- **Extracted text**:

* Begin *

1. Introduce vector regmove new tune info.
2. Adjust scalar_to_vec cost in add_stmt_cost.
We will get optimal codegen after this patch with -march=rv64gcv_zvl256b:
lui a5,%hi(a)
li a4,19
sb a4,%lo(a)(a5)
li a0,0
ret
Tested on both RV32/RV64 no regression, Ok for trunk ?
PR target/113281
gcc/ChangeLog:
* config/riscv/riscv-protos.h (struct regmove_vector_cost): New struct.
(struct cpu_vector_cost): Add regmove struct.
(get_vector_costs): Export as global.
* config/riscv/riscv-vector-costs.cc (adjust_stmt_cost): Adjust scalar_to_vec cost.
(costs::add_stmt_cost): Ditto.
* config/riscv/riscv.cc (get_common_costs): Export global function.
gcc/testsuite/ChangeLog:
* gcc.target/riscv/rvv/autovec/pr113209.c: Adapt test.
* gcc.dg/vect/costmodel/riscv/rvv/pr113281-1.c: New test.

* End *

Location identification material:
* Begin *

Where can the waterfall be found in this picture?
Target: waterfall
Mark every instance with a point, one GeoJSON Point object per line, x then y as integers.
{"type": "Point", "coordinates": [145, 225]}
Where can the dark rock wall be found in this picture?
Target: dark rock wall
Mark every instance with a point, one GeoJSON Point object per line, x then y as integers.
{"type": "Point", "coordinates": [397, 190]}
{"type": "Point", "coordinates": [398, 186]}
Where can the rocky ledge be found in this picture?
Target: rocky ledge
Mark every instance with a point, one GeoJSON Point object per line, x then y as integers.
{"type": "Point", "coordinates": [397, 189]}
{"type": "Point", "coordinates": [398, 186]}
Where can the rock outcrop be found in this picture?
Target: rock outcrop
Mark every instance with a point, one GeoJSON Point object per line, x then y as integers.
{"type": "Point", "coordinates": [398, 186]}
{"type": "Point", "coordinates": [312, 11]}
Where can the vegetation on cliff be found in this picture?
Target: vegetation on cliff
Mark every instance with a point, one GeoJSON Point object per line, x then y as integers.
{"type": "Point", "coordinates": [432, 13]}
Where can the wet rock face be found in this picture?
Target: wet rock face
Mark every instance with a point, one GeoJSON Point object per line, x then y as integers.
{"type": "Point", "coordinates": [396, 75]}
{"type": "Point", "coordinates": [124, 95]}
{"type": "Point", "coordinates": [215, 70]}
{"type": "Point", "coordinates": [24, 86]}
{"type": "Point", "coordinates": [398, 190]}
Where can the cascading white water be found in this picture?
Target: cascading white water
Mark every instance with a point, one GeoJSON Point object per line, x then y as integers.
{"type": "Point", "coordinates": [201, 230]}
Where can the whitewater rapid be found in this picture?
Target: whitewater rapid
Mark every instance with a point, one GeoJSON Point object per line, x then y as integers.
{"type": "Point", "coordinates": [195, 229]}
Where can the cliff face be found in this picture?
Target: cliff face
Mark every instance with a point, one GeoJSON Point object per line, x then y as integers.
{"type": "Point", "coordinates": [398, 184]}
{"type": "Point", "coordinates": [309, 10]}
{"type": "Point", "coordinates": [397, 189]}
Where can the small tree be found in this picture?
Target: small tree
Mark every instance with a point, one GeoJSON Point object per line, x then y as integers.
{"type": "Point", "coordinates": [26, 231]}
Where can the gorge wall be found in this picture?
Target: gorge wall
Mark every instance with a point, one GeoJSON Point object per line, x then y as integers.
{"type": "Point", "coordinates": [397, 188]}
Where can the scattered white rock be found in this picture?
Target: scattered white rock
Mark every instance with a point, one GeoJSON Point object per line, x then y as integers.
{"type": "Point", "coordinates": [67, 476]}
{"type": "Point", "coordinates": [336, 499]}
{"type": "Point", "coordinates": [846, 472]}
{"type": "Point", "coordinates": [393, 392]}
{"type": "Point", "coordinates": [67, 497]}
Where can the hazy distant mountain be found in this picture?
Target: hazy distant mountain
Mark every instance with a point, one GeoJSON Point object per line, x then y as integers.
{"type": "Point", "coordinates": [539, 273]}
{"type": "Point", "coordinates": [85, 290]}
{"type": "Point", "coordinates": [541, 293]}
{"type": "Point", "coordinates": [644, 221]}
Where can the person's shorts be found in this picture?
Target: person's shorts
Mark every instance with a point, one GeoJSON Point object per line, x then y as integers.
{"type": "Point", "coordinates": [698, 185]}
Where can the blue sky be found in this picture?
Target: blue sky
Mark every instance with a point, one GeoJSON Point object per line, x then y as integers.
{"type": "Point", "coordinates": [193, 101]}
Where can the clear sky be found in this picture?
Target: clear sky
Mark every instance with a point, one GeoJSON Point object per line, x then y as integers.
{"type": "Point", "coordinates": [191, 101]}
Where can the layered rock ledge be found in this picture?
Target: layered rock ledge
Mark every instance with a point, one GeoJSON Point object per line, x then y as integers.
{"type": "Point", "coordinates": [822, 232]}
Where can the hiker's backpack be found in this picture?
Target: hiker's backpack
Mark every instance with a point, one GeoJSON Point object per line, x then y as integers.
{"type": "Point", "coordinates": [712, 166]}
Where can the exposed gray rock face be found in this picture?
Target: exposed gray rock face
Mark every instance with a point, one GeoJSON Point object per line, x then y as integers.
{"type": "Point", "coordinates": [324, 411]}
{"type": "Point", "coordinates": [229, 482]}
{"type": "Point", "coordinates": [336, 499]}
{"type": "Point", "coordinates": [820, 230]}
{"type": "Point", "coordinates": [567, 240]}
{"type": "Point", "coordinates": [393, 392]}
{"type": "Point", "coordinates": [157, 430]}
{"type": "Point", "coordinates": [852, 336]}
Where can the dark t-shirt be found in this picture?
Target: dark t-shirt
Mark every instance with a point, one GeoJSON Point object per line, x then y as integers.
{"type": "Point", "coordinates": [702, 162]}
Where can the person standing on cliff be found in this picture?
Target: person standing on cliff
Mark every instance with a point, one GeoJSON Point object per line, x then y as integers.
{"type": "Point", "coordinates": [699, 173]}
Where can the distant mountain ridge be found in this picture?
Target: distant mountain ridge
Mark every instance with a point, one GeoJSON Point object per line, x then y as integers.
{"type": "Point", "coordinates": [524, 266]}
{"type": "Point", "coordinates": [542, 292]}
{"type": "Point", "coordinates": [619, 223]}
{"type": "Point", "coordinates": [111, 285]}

* End *

- **Problems to solve**:
• 1. Which -march option does the RISC-V patch description give for obtaining the optimal codegen?
• 2. Rename "a4" to "a6" in the part of the RISC-V patch description that opens with the words containing "We will get" and closes with "Export as global.", and output the resulting part.
• 3. List every file path named in the ChangeLog entries of the RISC-V patch description.

- **Solutions below**:
• 1. -march=rv64gcv_zvl256b

• 2.
We will get optimal codegen after this patch with -march=rv64gcv_zvl256b:
lui a5,%hi(a)
li a6,19
sb a6,%lo(a)(a5)
li a0,0
ret
Tested on both RV32/RV64 no regression, Ok for trunk ?
PR target/113281
gcc/ChangeLog:
* config/riscv/riscv-protos.h (struct regmove_vector_cost): New struct.
(struct cpu_vector_cost): Add regmove struct.
(get_vector_costs): Export as global.

• 3.
config/riscv/riscv-protos.h
config/riscv/riscv-vector-costs.cc
config/riscv/riscv.cc
gcc.target/riscv/rvv/autovec/pr113209.c
gcc.dg/vect/costmodel/riscv/rvv/pr113281-1.c